» Objective: Pull out every line below that contains the word "scissors", and copy each one in full.

» Provided information:
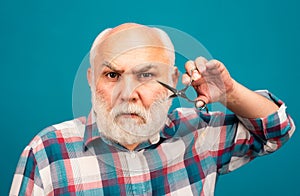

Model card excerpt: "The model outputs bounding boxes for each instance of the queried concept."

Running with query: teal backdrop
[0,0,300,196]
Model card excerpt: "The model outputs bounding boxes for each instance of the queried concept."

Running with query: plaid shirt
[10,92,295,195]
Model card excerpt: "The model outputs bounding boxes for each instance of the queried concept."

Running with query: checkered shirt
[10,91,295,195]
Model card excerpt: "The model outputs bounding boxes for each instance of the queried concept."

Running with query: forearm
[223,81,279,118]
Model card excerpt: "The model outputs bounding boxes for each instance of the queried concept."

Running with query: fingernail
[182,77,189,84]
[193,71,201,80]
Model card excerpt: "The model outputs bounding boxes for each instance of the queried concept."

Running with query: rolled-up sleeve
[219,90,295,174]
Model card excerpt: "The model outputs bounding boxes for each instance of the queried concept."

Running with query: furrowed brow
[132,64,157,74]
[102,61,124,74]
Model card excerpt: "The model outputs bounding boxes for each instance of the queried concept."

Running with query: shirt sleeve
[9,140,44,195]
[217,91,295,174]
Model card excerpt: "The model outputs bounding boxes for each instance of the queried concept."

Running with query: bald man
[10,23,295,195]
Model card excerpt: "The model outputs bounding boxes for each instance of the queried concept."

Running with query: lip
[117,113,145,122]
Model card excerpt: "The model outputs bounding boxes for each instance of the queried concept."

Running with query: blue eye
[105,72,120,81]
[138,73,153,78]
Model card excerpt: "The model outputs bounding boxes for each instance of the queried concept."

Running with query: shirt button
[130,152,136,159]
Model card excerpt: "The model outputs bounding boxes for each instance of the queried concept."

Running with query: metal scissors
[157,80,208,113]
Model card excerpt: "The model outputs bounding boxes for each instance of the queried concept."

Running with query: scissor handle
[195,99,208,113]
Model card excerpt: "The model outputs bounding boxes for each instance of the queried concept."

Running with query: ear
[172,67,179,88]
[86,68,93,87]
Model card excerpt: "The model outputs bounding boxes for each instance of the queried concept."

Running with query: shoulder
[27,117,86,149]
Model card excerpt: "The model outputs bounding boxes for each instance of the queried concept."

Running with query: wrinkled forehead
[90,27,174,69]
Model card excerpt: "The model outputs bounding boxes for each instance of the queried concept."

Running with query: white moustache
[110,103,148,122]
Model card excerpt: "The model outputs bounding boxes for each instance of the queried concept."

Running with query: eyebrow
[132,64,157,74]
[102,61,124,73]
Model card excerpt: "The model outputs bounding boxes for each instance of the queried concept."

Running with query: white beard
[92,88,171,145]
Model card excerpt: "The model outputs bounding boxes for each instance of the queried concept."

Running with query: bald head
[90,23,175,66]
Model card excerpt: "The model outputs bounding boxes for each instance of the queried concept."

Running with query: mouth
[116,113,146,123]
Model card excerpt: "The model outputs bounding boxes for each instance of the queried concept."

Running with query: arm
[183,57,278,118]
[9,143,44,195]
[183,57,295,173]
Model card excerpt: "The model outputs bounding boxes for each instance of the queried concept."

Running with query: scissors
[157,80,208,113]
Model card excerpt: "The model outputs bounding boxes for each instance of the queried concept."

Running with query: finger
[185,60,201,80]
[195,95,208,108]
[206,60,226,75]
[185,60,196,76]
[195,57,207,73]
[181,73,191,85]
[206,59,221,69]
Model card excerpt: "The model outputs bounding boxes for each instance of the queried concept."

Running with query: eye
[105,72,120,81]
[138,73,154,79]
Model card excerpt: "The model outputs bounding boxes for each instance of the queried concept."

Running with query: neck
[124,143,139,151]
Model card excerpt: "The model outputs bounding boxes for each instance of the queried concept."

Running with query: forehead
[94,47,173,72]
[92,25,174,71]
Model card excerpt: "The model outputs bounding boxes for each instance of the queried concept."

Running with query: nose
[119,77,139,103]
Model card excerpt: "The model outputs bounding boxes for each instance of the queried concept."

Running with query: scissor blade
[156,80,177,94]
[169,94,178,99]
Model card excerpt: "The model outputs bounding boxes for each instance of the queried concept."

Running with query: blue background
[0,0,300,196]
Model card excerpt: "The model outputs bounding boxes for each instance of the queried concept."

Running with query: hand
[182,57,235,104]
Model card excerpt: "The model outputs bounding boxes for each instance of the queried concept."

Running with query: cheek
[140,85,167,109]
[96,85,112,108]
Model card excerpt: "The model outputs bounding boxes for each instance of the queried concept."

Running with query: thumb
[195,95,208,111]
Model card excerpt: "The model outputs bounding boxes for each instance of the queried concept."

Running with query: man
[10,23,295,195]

==

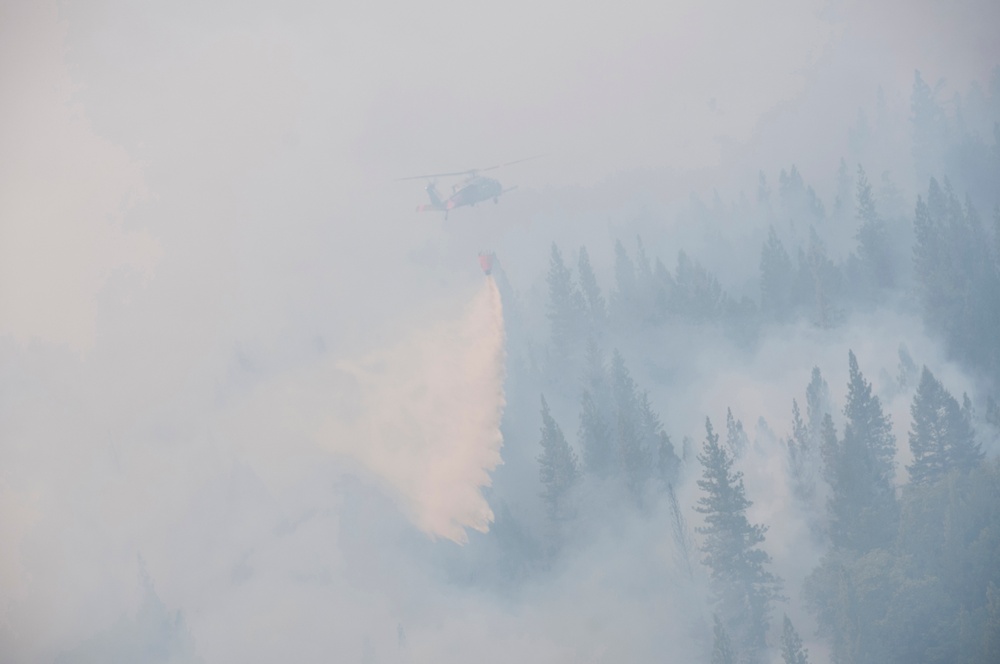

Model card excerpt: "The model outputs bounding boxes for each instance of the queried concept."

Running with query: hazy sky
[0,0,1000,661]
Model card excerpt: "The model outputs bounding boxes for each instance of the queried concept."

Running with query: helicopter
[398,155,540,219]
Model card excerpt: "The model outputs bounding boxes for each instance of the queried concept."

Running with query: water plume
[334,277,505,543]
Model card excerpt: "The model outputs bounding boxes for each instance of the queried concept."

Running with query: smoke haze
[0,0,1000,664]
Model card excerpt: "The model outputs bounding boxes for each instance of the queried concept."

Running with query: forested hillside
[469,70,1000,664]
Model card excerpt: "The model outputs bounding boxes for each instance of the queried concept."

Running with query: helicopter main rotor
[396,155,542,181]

---

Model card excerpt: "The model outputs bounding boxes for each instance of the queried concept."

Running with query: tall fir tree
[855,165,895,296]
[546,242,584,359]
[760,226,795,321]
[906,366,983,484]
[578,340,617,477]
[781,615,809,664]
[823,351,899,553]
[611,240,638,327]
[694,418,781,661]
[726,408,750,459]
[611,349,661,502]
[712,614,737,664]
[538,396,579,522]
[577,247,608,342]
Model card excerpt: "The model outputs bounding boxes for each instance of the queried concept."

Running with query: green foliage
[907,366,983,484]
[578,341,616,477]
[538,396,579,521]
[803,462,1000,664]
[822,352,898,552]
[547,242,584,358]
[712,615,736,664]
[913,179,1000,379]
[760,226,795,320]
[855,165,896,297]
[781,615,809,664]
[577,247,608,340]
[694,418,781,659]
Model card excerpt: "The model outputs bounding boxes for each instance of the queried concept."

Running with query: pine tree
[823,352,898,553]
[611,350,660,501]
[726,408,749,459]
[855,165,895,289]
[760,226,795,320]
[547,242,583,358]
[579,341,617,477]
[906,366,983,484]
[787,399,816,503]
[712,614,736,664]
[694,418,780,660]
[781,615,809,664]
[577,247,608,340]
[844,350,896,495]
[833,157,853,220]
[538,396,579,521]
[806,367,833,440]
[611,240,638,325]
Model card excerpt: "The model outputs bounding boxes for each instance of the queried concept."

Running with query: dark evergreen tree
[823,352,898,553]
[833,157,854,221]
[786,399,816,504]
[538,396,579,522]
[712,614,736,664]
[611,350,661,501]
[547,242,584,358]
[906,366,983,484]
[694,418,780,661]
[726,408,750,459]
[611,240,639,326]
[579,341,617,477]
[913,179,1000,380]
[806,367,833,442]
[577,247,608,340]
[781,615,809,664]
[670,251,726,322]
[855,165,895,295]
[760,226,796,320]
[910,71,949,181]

» Solved exercise:
Running with query: metal scissors
Running with query: scissors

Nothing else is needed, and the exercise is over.